| TASK PROMPT |
Return, from the listing below, each line where the word "umbrella" appears.
☆ ☆ ☆ ☆ ☆
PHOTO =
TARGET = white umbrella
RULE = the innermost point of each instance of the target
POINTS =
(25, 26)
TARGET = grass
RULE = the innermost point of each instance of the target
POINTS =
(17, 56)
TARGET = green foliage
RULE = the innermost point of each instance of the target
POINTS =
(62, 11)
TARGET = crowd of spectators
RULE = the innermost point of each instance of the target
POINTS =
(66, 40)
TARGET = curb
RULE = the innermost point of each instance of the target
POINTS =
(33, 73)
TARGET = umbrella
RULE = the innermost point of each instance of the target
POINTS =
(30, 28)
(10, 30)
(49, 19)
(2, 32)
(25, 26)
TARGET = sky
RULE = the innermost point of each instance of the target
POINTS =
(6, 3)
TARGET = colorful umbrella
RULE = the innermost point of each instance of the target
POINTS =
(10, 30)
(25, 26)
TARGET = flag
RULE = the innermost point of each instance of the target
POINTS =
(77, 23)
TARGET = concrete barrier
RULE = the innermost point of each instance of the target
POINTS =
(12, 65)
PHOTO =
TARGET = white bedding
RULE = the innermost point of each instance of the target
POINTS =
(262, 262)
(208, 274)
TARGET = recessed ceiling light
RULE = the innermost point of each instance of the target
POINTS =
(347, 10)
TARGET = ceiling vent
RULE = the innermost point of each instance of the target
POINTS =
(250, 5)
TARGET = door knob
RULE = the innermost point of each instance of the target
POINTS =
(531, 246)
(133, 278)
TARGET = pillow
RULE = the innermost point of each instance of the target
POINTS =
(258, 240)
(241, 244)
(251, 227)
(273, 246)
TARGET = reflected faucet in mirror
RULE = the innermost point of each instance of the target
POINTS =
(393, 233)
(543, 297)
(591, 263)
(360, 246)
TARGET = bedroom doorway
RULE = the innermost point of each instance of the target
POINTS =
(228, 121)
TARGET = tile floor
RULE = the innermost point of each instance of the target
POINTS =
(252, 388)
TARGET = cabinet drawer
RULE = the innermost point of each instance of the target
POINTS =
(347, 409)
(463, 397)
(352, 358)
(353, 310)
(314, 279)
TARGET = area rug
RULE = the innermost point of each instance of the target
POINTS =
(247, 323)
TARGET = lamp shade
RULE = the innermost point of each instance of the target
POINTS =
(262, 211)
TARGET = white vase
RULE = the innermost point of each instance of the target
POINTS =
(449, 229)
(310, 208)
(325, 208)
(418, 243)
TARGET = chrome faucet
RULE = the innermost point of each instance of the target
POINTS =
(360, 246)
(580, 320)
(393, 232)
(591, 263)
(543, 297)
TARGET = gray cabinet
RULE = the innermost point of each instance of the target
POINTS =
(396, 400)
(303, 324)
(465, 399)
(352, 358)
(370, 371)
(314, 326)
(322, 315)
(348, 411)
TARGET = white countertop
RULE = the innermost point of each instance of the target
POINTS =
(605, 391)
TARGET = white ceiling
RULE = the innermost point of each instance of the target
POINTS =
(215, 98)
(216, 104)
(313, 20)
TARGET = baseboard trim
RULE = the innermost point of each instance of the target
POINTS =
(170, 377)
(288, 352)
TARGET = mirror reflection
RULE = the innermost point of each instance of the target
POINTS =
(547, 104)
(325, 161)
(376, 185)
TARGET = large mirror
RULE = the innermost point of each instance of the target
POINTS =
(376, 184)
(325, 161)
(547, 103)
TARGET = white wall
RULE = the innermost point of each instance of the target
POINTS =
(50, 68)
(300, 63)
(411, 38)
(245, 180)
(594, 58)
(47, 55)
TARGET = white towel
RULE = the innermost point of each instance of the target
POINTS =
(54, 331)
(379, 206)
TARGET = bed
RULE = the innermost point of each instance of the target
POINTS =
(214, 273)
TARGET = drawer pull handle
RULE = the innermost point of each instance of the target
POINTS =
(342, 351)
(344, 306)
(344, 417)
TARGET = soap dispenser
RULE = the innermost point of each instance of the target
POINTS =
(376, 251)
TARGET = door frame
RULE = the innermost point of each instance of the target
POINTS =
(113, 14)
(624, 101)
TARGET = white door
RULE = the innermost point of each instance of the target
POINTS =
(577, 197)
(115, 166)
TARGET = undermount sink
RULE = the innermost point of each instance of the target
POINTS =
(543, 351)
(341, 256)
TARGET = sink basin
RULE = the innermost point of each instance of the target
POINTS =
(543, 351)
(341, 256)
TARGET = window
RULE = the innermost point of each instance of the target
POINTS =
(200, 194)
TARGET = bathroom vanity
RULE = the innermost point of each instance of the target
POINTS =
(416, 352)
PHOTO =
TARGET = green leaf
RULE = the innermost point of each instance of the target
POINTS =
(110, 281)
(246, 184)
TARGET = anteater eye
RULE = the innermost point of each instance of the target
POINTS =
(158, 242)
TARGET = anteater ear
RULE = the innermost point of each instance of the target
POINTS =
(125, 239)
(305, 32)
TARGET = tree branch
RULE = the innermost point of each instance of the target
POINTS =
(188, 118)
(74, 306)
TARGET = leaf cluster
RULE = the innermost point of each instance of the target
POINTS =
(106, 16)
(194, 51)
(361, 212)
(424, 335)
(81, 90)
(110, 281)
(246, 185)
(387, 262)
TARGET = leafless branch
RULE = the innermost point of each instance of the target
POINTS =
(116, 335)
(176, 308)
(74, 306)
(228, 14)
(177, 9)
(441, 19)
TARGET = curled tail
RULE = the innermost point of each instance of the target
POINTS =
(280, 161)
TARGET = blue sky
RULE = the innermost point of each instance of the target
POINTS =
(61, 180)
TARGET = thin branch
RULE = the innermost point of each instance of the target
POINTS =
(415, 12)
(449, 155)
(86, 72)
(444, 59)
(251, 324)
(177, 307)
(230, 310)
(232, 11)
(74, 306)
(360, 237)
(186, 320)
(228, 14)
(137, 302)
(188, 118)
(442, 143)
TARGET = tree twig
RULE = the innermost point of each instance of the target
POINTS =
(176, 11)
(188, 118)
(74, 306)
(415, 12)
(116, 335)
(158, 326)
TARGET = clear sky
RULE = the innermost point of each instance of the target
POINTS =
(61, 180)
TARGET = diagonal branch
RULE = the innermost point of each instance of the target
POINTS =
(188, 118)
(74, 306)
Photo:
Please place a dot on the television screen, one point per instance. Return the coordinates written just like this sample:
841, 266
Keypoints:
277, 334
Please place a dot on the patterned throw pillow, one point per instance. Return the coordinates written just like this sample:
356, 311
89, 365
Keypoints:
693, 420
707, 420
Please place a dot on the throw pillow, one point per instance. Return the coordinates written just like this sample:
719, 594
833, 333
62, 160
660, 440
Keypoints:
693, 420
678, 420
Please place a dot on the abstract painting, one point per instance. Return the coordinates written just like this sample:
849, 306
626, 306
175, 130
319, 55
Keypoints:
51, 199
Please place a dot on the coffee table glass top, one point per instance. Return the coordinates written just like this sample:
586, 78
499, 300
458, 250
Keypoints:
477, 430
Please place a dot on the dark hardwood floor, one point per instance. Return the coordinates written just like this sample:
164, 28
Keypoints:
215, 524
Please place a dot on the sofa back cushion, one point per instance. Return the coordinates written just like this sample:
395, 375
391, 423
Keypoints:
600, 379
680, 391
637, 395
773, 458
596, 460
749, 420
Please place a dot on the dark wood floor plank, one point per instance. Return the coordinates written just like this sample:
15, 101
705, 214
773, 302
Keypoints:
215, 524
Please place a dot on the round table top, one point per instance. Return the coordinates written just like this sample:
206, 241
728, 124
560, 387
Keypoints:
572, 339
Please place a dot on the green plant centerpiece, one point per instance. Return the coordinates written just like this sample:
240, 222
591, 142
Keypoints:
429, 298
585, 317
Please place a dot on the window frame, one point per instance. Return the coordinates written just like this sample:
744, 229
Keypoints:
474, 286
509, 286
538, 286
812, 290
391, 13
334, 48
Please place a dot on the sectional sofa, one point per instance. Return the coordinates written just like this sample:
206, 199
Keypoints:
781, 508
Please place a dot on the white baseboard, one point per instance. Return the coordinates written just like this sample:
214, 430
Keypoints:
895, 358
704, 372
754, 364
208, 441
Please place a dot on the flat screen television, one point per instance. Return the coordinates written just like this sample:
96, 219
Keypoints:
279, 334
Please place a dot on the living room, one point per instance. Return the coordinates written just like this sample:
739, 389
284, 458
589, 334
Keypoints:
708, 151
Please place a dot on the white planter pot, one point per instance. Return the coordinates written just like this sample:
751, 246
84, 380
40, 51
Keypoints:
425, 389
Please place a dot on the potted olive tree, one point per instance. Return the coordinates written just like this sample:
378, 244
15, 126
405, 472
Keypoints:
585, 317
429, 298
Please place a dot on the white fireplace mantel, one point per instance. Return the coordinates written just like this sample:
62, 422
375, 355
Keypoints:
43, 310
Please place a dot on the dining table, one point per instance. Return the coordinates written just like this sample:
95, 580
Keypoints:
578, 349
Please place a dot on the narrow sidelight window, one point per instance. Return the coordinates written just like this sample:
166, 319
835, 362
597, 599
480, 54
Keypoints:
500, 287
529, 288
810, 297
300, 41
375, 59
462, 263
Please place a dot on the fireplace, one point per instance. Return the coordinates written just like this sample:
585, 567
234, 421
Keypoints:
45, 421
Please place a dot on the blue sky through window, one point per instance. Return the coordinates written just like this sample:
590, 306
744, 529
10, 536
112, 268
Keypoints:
☆ ☆ ☆ ☆ ☆
| ANSWER TO THE EXERCISE |
TARGET = white umbrella
TARGET = umbrella
TARGET = colorful umbrella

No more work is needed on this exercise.